▸ **EXTRACT TO READ**
-- Opening Marker --

In May 1996, Wellington Dickson filed suit against his employer, the Florida Department of Corrections, in the United States District Court for the Northern District of Florida. Dickson alleged that the state employer failed to promote him because of his age and because he had filed grievances with respect to the alleged acts of age discrimination. Dickson sought injunctive relief, backpay, and com pensatory and punitive damages. App. 83-109. The Florida Department of Corrections moved to dismiss the suit on the grounds that it was barred by the Eleventh Amendment. The District Court denied that motion on November 5, 1996, holding that Congress unequivocally expressed its intent to abrogate the States' Eleventh Amendment immunity in the ADEA, and that Congress had authority to do so under § 5 of the Fourteenth Amendment. Dickson v. Florida Dept. of Corrections, No. 5:96cv207-RH (ND Fla.), App. to Pet. for Cert. in No. 98-796, pp. 72a-76a.

The plaintiffs in the MacPherson case, and the state defendants in the Kimel and Dickson cases, appealed to the Court of Appeals for the Eleventh Circuit. The United States also intervened in all three cases to defend the ADEA's abrogation of the States' Eleventh Amendment immunity. The Court of Appeals consolidated the appeals and, in a divided panel opinion, held that the ADEA does not abrogate the States' Eleventh Amendment immunity. 139 F.3d 1426, 1433 (1998). Judge Edmondson, although stating that he believed "good reason exists to doubt that the ADEA was (or could have been properly) enacted pursuant to the Fourteenth Amendment," id., at 1430, rested his opinion on the ADEA's lack of unmistakably clear language evidencing Congress' intent to abrogate the States' sovereign immunity. Ibid. He noted that the ADEA lacks any reference to the Eleventh Amendment or to the States' sovereign immunity and does not contain, in one place, a plain statement that States can be sued by individuals in federal court. Id., at 1430-1431. Judge Cox concurred in Judge Edmondson's ultimate conclusion that the States are immune from ADEA suits brought by individuals in federal court. Id., at 1444. Judge Cox, however, chose not to address "the thorny issue of Congress's intent," id., at 1445, but instead found that Congress lacks the power under § 5 of the Fourteenth Amendment to abrogate the States' Eleventh Amendment immunity under the ADEA. Ibid. He concluded that "the ADEA confers rights far more extensive than those the Fourteenth Amendment provides," id., at 1446, and that "Congress did not enact the ADEA as a proportional response to any widespread violation of the elderly's constitutional rights." Id., at 1447. Chief Judge Hatchett dissented from both grounds. Id., at 1434.

-- Closing Marker --

▸ **LISTED ENTRIES**
-- Opening Marker --

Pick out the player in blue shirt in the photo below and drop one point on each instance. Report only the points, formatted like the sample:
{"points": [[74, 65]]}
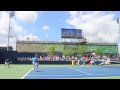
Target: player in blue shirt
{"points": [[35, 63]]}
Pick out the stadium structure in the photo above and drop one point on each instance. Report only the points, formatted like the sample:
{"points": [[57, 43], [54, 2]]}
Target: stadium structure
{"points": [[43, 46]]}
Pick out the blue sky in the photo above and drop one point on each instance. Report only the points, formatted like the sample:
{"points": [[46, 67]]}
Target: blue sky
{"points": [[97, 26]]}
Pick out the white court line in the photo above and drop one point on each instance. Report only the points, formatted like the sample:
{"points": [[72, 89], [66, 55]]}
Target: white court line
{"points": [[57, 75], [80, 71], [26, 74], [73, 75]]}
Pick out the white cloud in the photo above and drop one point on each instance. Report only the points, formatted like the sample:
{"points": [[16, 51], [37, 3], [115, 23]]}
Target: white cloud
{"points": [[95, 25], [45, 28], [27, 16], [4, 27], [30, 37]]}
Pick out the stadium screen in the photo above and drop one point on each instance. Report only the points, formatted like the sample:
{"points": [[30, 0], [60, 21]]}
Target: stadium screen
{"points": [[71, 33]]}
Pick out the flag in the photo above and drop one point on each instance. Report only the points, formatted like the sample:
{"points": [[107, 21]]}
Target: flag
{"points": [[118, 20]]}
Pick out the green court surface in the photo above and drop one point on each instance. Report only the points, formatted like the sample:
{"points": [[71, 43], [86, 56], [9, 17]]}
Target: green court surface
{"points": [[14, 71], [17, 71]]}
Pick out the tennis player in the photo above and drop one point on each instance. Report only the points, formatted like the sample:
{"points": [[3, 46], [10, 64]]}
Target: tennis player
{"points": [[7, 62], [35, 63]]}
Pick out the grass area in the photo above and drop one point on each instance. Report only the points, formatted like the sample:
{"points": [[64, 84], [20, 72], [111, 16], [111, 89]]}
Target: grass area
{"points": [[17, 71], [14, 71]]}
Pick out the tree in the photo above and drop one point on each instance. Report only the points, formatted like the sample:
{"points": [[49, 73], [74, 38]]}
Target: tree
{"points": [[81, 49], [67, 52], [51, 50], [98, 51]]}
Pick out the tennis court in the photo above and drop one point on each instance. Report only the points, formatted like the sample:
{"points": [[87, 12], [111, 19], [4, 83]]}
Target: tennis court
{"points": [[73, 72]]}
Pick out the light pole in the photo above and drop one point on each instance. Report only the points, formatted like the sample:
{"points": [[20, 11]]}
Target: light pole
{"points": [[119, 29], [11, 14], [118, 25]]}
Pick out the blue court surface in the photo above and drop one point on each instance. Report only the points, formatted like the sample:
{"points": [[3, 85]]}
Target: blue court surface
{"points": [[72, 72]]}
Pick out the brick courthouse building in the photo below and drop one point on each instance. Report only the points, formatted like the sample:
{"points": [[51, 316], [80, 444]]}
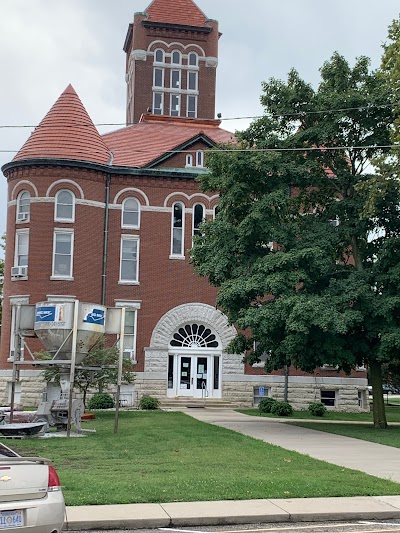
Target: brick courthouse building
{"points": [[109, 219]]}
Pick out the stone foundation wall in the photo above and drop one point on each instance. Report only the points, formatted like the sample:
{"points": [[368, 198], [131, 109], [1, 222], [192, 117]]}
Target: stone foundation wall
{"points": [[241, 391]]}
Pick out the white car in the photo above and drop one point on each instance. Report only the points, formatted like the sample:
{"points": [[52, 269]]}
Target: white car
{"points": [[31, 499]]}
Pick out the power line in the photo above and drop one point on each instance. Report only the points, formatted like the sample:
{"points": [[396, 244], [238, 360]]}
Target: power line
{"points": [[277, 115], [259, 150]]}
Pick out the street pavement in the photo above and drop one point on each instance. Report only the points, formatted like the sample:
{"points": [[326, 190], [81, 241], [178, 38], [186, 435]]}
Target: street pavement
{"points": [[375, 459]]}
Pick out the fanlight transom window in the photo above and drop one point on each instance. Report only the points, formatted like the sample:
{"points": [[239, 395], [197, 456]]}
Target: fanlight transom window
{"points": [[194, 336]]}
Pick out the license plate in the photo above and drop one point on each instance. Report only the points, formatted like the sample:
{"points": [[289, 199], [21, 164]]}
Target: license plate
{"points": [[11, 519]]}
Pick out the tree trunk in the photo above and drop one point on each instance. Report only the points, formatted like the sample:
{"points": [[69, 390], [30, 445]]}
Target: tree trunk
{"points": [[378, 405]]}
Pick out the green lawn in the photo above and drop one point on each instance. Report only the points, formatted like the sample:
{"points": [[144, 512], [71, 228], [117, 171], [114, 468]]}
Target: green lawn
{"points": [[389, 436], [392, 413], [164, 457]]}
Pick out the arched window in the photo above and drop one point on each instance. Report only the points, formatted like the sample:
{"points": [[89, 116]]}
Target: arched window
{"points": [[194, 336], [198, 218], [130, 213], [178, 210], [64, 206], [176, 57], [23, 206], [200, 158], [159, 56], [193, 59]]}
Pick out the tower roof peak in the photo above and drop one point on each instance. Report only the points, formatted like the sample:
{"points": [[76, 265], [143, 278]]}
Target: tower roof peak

-- Closing Marker --

▸ **WHAT TO WORK ON**
1. In the text on the ADEA immunity litigation, on what date did the District Court deny the Florida Department of Corrections' motion to dismiss Dickson's suit?
2. Write a continuation of the text on the ADEA immunity litigation, beginning right after its final sentence.

▸ **PER-TASK OUTPUTS**
1. November 5, 1996.

2.
We granted certiorari, 525 U. S. 1121 (1999), to resolve a conflict among the Federal Courts of Appeals on the question whether the ADEA validly abrogates the States' Eleventh Amendment immunity. Compare Cooper v. New York State Office of Mental Health, 162 F.3d 770 (CA2 1998) (holding that the ADEA does validly abrogate the States' Eleventh Amendment immunity), cert. pending, No. 98-1524; Migneault v. Peck, 158 F.3d 1131 (CAlO 1998) (same), cert. pending, No. 98-1178; Coger v. Board of Regents of State of Tenn., 154 F.3d 296 (CA6 1998) (same), cert. pending, No. 98-821; Keeton v. University of Nev. System, 150 F.3d 1055 (CA9 1998) (same); Scott v. University of Miss., 148 F.3d 493 (CA5 1998) (same); and Goshtasby v. Board of Trustees of Univ. of Ill., 141 F.3d 761 (CA7 1998) (same), with Humenansky v. Regents of Univ. of Minn., 152 F. 3d 822 (CA8 1998) (holding that the ADEA does not validly abrogate the States' Eleventh Amendment immunity), cert. pending, No. 98-1235; and 139 F.3d 1426 (CAll 1998) (case below).

II

The Eleventh Amendment states:"The Judicial power of the United States shall not be construed to extend to any suit in law or equity, commenced or prosecuted against one of the United States by Citizens of another State, or by Citizens or Subjects of any Foreign State."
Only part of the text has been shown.